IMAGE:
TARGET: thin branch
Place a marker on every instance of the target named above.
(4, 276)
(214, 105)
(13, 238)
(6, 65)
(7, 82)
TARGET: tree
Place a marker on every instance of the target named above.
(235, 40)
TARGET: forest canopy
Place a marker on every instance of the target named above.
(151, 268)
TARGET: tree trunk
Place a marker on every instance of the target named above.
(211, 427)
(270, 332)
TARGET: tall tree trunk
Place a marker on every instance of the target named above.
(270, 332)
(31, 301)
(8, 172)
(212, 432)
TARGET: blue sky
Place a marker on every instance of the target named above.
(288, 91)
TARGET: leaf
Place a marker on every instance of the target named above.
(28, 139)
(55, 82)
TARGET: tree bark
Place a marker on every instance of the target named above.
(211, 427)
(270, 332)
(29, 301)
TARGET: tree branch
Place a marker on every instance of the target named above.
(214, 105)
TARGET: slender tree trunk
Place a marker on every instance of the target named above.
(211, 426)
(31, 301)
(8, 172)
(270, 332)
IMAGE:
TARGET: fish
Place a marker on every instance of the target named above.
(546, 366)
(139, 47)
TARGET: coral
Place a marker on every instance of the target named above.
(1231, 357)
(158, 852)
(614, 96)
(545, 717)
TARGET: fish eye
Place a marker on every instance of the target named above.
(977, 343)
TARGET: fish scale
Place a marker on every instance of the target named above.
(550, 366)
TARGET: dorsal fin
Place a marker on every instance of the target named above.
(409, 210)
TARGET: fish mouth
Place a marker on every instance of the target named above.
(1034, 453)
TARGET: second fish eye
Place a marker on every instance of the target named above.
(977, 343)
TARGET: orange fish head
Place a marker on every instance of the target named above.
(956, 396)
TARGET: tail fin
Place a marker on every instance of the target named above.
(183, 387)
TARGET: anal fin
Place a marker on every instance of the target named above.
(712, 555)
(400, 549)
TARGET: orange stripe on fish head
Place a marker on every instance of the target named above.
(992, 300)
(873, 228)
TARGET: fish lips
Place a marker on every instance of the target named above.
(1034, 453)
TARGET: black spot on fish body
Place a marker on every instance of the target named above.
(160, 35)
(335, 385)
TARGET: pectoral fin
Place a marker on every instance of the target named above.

▬▬▬▬▬▬

Repeat precisely the lines of the data starting at the one containing "TARGET: leaf", last line included.

## Answer to this exercise
TARGET: leaf
Place a marker on every instance of the target named above.
(28, 139)
(55, 82)
TARGET: tree bark
Place a marker on every instance of the target named above.
(211, 427)
(270, 332)
(29, 301)
TARGET: tree branch
Place a marker on every instance of the target named above.
(214, 105)
TARGET: slender tree trunk
Place a marker on every instance of the target named above.
(211, 426)
(31, 301)
(8, 172)
(270, 332)
IMAGE:
TARGET: fish
Place a marker on every instance of the target named above.
(546, 366)
(139, 47)
TARGET: coral
Place a marker on every instance of the target named above.
(1231, 357)
(158, 852)
(614, 96)
(545, 717)
TARGET: fish eye
Place a marker on every instance of the target named above.
(977, 343)
TARGET: fish scale
Place a marker on every instance of the target named above.
(550, 366)
TARGET: dorsal fin
Place a marker on every instance of the target named above.
(409, 210)
TARGET: fish mouth
Place a marker on every instance of the target named above.
(1034, 453)
TARGET: second fish eye
Place a marker on every instance of the target named above.
(977, 343)
TARGET: orange fish head
Place a marker on every instance of the target named above.
(956, 396)
TARGET: tail fin
Place a marker on every instance of the target named above.
(183, 387)
TARGET: anal fin
Place a marker on every instance of the target named above.
(712, 555)
(400, 549)
TARGET: orange stripe on fish head
Place a marker on every instance of the target named above.
(992, 300)
(873, 228)
TARGET: fish lips
Place a marker on every instance of the target named above.
(1034, 453)
TARGET: black spot on fish body
Place a marker on every instance of the target named above.
(160, 35)
(335, 385)
TARGET: pectoral fin
Place a marker on every instance of the target named above.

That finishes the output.